— Start TASK DATA —

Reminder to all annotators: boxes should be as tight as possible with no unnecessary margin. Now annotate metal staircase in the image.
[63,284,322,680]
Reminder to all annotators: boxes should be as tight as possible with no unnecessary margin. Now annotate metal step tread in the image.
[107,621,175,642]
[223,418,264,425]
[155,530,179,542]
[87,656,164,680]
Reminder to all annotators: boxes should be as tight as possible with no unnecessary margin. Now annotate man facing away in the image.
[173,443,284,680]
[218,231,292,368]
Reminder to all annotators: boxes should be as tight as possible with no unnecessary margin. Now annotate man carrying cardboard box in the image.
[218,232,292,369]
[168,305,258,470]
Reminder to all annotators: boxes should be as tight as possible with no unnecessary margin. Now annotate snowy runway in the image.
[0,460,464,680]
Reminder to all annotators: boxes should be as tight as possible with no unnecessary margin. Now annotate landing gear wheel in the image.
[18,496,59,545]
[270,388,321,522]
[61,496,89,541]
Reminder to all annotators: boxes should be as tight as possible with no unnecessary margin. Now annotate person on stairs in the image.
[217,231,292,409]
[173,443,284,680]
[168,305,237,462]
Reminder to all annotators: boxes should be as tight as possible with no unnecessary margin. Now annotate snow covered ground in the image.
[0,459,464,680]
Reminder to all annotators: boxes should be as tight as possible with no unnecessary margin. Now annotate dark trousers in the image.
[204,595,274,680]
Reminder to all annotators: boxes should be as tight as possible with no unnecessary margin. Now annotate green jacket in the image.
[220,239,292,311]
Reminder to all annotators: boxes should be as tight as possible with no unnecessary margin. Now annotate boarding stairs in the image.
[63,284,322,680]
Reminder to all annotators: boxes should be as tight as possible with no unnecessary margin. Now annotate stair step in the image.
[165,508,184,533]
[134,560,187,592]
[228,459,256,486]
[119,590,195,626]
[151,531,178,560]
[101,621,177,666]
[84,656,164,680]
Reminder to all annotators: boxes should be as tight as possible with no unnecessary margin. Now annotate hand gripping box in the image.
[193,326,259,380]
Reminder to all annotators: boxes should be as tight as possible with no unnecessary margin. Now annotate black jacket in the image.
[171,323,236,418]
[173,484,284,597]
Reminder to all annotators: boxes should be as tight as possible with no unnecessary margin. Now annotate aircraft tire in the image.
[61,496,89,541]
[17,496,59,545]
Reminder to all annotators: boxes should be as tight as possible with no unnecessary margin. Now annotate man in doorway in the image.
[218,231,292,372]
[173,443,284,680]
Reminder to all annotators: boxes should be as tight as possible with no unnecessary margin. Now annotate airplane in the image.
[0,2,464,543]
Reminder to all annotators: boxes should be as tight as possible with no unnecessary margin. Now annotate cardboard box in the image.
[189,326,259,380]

— End TASK DATA —
— Start TASK DATA —

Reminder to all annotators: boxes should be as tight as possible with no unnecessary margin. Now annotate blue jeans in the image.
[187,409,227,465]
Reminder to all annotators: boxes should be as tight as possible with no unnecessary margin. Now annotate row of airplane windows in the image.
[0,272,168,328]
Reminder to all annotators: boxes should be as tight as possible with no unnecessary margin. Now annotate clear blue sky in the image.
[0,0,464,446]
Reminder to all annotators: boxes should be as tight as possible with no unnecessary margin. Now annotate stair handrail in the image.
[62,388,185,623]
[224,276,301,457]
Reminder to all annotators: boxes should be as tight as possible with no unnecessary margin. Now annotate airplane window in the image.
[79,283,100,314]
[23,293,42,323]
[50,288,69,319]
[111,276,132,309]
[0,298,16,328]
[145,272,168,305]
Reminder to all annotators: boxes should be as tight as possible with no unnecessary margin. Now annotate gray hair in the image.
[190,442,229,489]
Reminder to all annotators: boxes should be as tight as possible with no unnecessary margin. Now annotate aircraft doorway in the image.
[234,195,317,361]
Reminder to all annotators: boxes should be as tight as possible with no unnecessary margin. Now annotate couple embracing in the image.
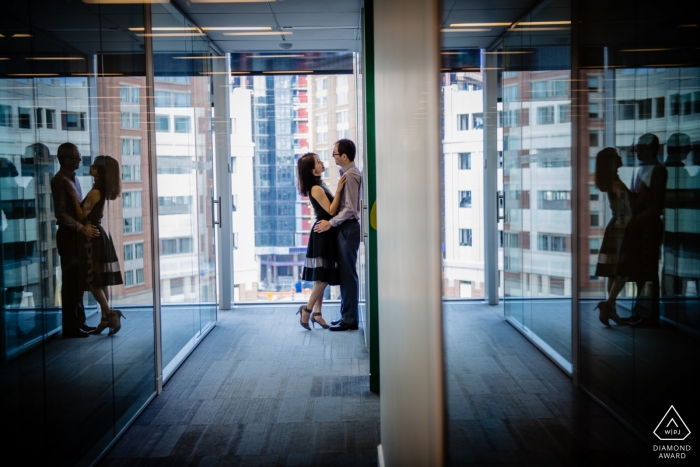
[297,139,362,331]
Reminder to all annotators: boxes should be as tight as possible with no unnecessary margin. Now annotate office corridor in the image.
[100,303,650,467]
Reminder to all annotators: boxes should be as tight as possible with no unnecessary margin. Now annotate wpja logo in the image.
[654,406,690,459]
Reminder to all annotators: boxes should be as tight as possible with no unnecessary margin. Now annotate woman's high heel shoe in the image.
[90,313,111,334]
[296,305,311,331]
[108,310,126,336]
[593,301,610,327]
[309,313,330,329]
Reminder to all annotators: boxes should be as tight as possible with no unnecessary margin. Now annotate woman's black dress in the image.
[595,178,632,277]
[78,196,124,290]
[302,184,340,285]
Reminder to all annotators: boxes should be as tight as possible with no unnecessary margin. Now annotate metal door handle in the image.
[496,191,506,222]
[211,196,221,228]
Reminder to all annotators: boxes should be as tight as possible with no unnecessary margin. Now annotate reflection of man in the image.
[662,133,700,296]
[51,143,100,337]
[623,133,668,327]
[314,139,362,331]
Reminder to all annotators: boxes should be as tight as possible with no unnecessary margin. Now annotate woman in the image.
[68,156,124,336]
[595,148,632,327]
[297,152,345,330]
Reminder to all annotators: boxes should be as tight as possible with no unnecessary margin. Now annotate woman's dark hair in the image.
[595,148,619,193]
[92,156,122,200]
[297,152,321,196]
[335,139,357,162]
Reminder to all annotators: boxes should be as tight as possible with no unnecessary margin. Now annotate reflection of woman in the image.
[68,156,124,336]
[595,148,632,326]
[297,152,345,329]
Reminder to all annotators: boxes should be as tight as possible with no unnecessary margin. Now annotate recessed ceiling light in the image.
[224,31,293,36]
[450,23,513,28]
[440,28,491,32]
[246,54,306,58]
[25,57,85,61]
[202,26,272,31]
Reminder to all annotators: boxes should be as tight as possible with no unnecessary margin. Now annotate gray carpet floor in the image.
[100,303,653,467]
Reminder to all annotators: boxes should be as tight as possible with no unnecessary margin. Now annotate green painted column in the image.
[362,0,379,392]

— End TASK DATA —

WORK TO BE COMPLETED: Format the entries from the line containing "staircase in the image." through the line containing "[0,459,464,680]", both included, as a JSON list of strings with one string per line. Leave out blank lines.

WRITTEN REPLY:
[
  "Reminder to all annotators: boxes should be as tight as possible with no unnecessary margin. Now annotate metal staircase in the image.",
  "[63,284,322,680]",
  "Reminder to all annotators: boxes should be as tight as possible with no unnecessary margin. Now annotate metal step tread in the image.",
  "[107,621,175,642]",
  "[223,418,264,425]",
  "[155,530,179,542]",
  "[87,656,164,680]",
  "Reminder to all annotators: boxes should be as tight as possible with no unnecessary margin. Now annotate man facing away in the image.",
  "[173,443,284,680]",
  "[218,231,292,368]",
  "Reminder to all annotators: boxes should be as tight as possible with no unnecessary margin. Now annotate man carrying cardboard box in the image.",
  "[218,232,292,369]",
  "[168,305,258,470]",
  "Reminder to all annotators: boxes should be as tight as possible with no unnecessary margin. Now annotate snowy runway in the image.",
  "[0,460,464,680]",
  "Reminder to all annotators: boxes should be as tight as possible with no unnecessary margin. Now annotate landing gear wheel in the image.",
  "[18,496,59,545]",
  "[270,388,321,522]",
  "[61,496,89,541]",
  "Reminder to all annotators: boxes should be as tight as possible with no unnecessary margin. Now annotate person on stairs in the image.",
  "[217,231,292,409]",
  "[173,443,284,680]",
  "[168,305,237,462]",
  "Reminder to all annotators: boxes should be as tight as possible with no unnecessary margin. Now annotate snow covered ground in the image.",
  "[0,459,464,680]"
]